# [What the exercise asks]
Render as a JSON list of strings the lines that start with the line containing "Each instance of the white garage" and run through the line containing "[[99, 145], [561, 147], [201, 161], [355, 107]]", with one string per line and blank lines left out. Include only those lines of the rows.

# [Material provided]

▬▬▬▬▬▬

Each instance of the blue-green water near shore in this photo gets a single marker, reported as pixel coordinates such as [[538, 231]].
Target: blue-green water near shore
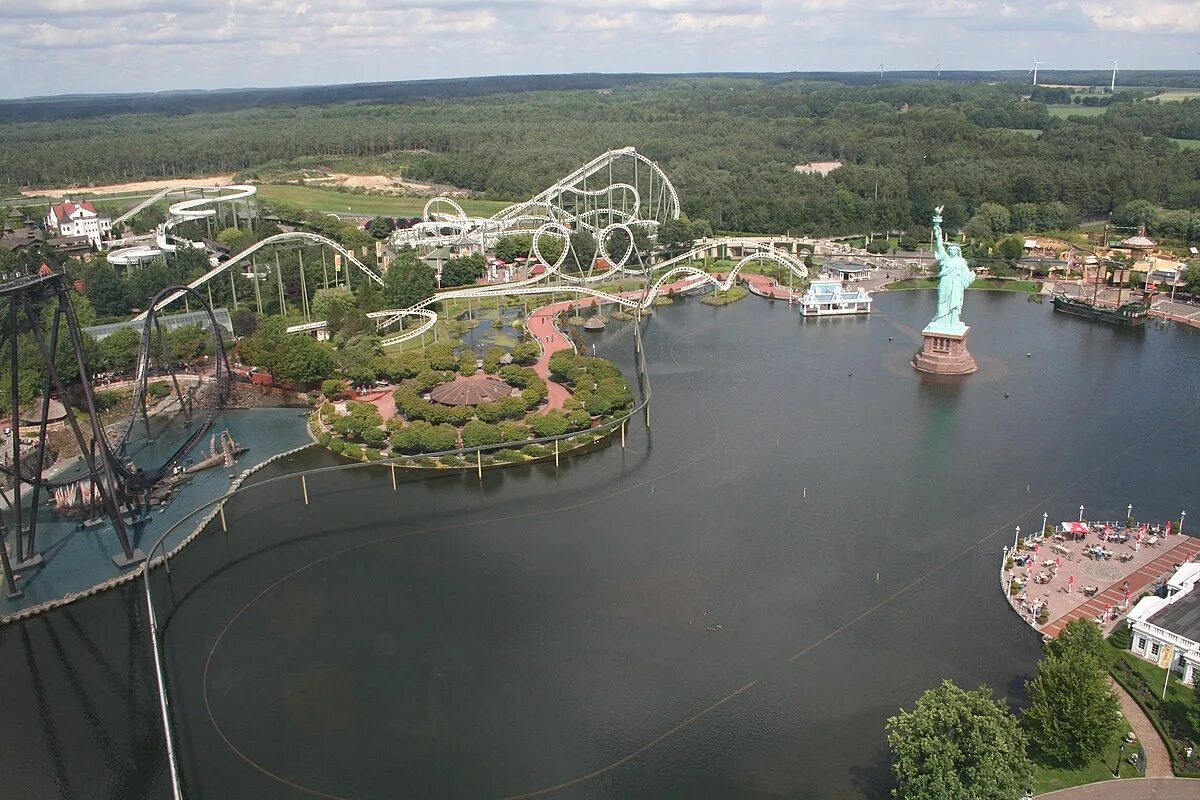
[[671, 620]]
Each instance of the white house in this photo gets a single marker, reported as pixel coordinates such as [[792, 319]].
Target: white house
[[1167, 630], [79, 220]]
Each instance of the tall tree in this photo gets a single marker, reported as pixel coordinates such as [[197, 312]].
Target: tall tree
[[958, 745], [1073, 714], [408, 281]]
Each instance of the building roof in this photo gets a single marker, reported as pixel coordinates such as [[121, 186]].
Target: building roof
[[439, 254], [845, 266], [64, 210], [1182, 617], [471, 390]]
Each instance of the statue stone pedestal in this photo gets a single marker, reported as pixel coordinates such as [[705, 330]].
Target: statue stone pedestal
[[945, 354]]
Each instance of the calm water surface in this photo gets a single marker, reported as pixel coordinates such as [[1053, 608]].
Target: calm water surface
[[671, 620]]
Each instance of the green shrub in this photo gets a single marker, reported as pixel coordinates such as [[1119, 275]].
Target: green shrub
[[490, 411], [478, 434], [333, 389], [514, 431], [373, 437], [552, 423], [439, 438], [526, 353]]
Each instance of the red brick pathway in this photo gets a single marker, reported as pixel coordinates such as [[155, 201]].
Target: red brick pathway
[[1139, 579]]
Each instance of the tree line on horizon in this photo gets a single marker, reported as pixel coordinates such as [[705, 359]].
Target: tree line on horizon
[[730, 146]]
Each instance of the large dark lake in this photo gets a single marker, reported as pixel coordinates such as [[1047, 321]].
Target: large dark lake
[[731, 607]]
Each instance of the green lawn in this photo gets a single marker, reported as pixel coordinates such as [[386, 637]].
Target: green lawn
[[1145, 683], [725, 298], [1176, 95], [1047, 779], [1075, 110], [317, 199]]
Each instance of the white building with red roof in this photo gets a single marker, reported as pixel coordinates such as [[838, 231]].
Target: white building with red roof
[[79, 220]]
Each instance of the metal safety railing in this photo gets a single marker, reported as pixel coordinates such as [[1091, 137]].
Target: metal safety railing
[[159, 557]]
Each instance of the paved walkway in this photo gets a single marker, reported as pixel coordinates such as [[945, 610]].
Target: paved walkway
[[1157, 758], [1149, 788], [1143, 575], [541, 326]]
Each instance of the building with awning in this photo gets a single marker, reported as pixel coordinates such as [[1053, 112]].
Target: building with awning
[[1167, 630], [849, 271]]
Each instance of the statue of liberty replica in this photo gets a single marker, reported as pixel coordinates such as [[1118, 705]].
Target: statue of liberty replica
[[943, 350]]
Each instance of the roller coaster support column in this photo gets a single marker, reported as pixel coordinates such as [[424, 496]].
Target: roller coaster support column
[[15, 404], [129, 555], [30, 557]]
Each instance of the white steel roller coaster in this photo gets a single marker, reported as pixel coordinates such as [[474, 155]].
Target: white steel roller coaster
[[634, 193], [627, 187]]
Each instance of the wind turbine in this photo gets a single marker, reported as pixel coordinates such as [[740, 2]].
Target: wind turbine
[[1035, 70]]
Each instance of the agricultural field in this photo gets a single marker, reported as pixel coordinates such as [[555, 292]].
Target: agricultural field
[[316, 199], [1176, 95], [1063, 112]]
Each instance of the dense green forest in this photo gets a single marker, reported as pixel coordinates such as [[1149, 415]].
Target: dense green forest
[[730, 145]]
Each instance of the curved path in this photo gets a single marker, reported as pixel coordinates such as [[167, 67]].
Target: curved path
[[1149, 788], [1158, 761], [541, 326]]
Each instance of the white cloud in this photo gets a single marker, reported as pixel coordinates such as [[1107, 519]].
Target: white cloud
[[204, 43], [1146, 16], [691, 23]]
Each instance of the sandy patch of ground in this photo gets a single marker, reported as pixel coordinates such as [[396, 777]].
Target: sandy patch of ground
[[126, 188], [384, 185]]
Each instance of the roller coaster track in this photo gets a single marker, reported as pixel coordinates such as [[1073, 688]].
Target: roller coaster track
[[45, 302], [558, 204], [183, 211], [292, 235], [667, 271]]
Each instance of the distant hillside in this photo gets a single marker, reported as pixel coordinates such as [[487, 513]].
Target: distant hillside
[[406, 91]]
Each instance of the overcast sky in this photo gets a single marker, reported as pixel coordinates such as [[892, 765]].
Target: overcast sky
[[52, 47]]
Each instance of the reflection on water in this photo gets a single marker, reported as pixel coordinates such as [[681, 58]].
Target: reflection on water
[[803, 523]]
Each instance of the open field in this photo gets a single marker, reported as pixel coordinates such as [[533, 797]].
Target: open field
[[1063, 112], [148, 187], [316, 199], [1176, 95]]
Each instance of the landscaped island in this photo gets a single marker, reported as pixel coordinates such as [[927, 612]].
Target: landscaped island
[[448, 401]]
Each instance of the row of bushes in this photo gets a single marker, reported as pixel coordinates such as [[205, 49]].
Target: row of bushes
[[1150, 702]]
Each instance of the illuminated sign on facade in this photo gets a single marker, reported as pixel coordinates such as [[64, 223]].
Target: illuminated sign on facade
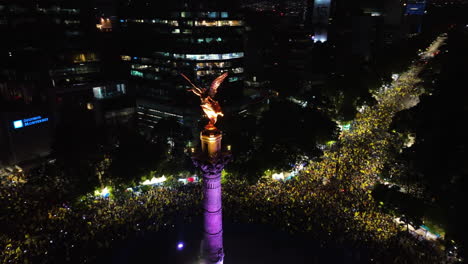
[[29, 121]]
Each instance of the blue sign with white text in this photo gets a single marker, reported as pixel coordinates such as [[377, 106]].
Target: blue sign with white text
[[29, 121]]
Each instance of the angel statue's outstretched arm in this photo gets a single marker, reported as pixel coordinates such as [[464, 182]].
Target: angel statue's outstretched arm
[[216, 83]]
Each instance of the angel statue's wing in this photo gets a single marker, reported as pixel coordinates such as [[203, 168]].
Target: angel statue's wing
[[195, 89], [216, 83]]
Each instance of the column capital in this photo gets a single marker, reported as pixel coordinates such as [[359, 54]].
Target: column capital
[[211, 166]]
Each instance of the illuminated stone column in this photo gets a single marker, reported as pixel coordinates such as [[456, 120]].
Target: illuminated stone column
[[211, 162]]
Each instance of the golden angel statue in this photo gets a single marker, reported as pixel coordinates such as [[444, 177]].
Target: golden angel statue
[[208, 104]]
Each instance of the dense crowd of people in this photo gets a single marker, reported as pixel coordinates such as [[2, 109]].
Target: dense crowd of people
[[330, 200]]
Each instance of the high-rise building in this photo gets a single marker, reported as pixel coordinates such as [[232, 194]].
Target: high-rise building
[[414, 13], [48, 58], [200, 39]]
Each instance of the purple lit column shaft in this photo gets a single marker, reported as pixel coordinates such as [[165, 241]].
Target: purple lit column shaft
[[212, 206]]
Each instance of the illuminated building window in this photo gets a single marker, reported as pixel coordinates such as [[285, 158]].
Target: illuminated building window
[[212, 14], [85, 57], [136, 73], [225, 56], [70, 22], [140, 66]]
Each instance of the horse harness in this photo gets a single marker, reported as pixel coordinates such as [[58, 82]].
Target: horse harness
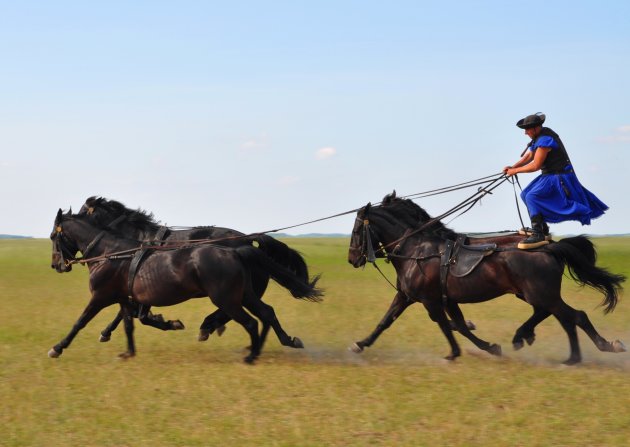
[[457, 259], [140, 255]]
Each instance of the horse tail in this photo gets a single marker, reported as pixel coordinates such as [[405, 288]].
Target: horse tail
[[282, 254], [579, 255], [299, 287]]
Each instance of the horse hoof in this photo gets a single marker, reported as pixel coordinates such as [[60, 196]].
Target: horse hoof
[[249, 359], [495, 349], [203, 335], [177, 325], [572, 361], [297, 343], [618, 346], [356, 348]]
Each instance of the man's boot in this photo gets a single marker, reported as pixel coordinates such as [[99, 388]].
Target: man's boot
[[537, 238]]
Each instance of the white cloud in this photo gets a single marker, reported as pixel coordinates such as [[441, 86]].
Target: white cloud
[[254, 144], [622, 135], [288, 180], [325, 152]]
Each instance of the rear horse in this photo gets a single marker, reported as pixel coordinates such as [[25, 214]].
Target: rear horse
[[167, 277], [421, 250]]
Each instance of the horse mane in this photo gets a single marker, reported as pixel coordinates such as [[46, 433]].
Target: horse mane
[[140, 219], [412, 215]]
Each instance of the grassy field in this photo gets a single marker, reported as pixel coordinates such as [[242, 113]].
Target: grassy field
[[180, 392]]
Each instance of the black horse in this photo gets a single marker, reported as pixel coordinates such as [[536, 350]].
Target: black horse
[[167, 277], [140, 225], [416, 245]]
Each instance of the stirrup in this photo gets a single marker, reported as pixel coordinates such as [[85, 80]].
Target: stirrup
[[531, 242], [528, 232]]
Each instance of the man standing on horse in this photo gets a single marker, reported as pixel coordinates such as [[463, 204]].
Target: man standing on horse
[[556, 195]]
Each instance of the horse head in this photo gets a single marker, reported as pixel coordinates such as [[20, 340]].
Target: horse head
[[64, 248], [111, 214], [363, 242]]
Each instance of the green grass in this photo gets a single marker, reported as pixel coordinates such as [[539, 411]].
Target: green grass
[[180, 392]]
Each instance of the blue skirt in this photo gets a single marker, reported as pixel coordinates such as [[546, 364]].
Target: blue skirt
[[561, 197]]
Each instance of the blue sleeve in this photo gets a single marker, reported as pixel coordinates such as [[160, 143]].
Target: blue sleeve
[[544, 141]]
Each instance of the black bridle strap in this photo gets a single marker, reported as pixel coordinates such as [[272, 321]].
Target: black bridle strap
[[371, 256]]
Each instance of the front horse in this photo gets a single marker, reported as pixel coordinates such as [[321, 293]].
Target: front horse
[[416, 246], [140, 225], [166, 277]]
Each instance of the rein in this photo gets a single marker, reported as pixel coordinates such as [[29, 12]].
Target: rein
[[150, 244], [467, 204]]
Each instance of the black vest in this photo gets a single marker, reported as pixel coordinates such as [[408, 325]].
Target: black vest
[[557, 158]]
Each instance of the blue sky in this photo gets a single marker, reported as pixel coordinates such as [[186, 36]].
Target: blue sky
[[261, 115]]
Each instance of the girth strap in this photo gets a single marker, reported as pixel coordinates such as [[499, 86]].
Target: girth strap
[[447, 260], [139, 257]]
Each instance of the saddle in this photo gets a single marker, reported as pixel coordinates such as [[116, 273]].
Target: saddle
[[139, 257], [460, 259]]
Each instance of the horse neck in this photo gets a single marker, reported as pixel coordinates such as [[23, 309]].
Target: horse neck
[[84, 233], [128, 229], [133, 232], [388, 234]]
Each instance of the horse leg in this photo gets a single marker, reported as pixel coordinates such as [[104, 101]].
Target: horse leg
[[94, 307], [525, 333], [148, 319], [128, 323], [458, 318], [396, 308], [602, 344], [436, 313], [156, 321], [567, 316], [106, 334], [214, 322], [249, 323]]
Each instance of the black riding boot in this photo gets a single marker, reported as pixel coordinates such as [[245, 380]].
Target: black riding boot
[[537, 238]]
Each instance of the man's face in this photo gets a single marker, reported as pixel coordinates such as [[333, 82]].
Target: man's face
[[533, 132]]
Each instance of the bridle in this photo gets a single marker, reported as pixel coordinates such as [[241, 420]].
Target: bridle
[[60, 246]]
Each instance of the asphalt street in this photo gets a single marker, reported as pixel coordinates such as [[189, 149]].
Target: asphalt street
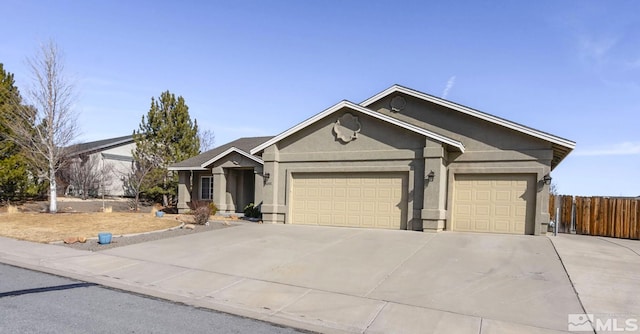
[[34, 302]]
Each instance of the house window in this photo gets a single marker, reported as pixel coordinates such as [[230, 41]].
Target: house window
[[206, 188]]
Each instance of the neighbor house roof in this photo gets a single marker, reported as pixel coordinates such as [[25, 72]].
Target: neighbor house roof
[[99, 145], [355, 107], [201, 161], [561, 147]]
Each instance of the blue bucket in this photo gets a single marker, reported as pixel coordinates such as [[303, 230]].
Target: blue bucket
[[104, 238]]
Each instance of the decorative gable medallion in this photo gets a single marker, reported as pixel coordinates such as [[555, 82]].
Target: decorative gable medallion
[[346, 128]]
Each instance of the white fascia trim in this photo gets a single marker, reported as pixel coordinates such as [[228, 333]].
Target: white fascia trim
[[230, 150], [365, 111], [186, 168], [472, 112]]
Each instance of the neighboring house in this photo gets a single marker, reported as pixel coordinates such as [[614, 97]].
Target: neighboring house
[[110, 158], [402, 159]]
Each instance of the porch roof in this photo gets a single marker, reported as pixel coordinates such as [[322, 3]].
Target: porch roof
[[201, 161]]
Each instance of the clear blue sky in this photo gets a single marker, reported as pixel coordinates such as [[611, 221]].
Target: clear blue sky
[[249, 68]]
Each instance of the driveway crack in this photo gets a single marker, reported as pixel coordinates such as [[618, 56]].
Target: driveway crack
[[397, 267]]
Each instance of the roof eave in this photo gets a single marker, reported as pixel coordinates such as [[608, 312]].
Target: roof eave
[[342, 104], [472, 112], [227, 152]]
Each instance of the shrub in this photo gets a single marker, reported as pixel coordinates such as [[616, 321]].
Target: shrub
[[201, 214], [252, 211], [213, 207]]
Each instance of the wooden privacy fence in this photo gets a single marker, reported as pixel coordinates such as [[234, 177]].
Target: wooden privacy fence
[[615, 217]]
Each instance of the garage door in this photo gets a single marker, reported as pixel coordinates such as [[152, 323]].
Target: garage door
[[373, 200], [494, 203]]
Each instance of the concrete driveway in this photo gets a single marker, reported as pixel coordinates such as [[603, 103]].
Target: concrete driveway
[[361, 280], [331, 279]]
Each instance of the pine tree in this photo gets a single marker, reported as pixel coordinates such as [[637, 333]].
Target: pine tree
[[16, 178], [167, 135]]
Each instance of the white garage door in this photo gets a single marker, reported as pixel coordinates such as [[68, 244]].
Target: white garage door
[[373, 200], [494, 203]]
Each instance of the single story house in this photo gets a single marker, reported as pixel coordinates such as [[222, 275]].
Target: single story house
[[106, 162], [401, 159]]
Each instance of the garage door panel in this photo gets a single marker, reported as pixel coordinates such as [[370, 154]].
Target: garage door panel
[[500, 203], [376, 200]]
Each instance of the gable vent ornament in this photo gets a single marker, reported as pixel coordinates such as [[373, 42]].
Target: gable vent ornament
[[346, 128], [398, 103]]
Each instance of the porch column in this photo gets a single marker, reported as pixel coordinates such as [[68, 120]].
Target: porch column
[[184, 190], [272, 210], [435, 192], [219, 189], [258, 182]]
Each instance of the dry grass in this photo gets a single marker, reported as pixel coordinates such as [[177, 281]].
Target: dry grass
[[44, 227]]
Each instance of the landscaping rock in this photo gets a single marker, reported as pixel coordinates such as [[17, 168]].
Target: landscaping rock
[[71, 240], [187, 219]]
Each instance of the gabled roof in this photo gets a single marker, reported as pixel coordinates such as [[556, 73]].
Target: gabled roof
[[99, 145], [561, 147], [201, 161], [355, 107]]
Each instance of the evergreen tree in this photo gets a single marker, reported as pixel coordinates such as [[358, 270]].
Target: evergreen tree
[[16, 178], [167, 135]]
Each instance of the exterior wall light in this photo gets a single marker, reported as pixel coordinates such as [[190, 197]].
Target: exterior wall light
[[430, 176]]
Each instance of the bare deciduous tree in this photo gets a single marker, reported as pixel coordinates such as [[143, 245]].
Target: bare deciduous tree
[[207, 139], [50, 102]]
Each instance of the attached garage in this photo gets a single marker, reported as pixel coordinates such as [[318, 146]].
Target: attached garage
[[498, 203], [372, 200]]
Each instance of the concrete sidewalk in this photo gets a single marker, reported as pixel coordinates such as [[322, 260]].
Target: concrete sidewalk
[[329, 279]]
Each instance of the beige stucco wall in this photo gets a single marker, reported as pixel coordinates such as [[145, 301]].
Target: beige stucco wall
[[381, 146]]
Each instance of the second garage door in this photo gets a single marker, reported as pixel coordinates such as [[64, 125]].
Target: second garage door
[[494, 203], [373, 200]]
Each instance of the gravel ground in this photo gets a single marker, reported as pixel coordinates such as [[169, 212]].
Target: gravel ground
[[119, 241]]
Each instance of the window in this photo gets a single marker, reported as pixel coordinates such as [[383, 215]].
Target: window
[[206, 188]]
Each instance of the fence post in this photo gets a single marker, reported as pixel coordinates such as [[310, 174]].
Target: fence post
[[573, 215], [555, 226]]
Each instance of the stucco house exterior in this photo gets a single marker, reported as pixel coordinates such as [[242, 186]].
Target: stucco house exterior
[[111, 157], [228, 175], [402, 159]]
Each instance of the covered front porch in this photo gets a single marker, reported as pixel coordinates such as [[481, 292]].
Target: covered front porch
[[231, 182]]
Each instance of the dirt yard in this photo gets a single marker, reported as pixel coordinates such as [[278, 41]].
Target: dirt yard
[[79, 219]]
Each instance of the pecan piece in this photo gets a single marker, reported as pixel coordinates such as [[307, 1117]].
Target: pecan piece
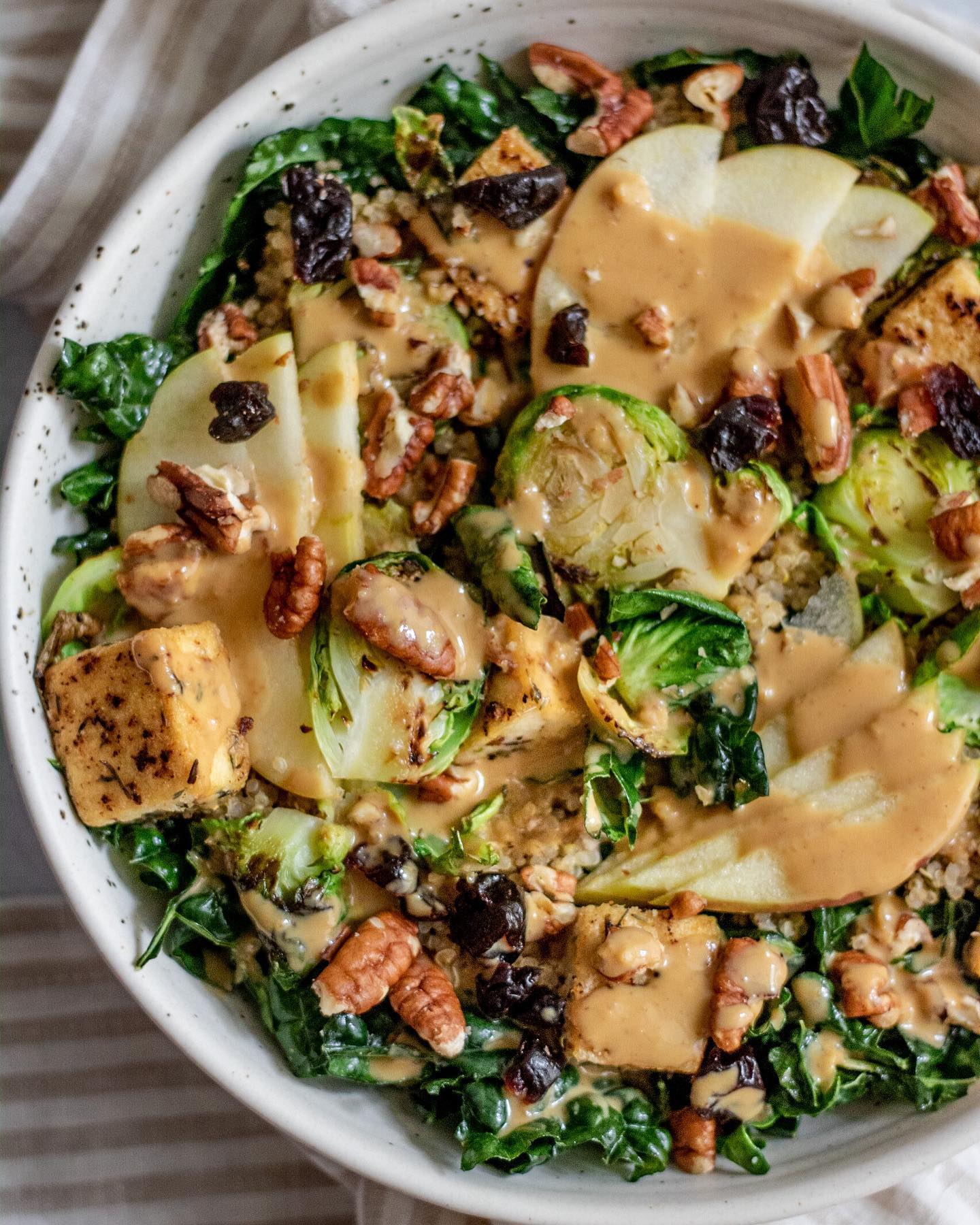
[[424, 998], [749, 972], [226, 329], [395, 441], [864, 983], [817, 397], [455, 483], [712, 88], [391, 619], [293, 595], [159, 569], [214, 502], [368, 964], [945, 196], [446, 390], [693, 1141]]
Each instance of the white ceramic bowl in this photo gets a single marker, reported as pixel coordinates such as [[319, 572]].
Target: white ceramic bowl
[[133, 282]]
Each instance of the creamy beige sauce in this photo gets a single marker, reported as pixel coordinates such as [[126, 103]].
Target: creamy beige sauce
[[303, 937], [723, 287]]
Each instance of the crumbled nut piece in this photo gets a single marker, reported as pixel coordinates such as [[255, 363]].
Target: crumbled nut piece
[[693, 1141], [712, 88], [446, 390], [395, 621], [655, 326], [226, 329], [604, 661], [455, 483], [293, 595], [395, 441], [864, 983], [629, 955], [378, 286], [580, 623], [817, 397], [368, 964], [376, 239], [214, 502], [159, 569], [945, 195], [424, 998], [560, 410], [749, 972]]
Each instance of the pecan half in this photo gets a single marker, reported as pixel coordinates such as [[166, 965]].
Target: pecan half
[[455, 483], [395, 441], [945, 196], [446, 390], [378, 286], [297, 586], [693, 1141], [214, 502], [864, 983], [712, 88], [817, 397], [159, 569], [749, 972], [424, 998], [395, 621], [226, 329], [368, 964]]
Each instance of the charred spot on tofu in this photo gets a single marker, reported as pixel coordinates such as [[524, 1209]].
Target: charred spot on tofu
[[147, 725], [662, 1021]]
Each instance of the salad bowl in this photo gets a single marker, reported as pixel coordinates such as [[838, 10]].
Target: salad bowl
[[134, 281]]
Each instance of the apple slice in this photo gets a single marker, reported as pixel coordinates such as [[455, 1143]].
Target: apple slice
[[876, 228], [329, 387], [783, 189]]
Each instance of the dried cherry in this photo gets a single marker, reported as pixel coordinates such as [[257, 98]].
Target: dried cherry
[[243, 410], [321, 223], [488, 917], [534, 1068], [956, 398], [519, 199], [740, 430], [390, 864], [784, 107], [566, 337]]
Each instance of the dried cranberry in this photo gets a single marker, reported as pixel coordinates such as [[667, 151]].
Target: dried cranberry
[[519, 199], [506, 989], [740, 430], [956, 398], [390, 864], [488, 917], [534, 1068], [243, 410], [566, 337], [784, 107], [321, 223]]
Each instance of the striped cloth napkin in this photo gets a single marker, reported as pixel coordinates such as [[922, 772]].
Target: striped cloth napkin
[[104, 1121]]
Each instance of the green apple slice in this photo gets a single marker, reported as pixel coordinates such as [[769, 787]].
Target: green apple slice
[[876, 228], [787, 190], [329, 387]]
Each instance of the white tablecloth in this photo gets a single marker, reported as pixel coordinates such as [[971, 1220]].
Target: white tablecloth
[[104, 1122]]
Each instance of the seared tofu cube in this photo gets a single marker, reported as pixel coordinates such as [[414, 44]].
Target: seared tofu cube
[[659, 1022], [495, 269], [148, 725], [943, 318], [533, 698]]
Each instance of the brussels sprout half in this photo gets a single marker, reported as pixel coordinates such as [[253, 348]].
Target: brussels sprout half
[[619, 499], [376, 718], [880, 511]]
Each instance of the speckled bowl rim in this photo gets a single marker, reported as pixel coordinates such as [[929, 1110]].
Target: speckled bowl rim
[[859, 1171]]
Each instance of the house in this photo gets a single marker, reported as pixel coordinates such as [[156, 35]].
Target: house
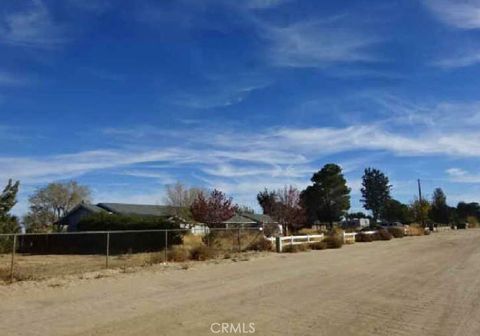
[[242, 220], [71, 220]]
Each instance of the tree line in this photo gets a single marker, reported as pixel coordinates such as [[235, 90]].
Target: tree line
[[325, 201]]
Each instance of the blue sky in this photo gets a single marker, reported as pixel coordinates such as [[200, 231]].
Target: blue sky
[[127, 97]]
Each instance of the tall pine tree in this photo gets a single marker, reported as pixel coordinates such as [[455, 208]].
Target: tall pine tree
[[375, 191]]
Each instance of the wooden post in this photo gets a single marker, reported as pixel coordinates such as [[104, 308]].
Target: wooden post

▬▬▬▬▬▬

# [Written reply]
[
  "Each instance of the white garage door in this photo gets a single marker, reported as pixel coordinates such as [[68, 244]].",
  "Target: white garage door",
  "[[373, 200], [494, 203]]",
  "Each instance of the single story house in this photo gets a single marker, reported as pixel coordinates such as [[222, 275]].",
  "Target: single story house",
  "[[106, 162], [401, 159]]",
  "Each instance of the garage door panel in this photo gets a single marker, reported as pixel coordinates such as [[370, 154]].",
  "Target: garage door panel",
  "[[500, 203], [376, 200]]",
  "Each instance of the gable vent ornament in this photo gets a single marker, reported as pixel coordinates such as [[373, 42]].",
  "Target: gable vent ornament",
  "[[346, 128], [398, 103]]",
  "Each instance of the porch column in this photo gets a single marker, reported as pixel coordinates such as [[68, 120]].",
  "Target: porch column",
  "[[184, 190], [272, 210], [435, 192], [219, 189], [258, 182]]",
  "Each instance of the dry grass in this photo gets a single marker, reported as pixel coordinates such as [[177, 281]].",
  "Target: dry grass",
  "[[44, 227]]",
  "Each instance of the landscaping rock in this photo gets a single marker, reported as pixel coordinates such as [[17, 168]].",
  "Target: landscaping rock",
  "[[71, 240], [187, 219]]",
  "Each instance of the gabled roof in this photo gets a single marker, reported as pixel coordinates such as [[556, 73]].",
  "Target: gabled roof",
  "[[99, 145], [561, 147], [201, 161], [355, 107]]"
]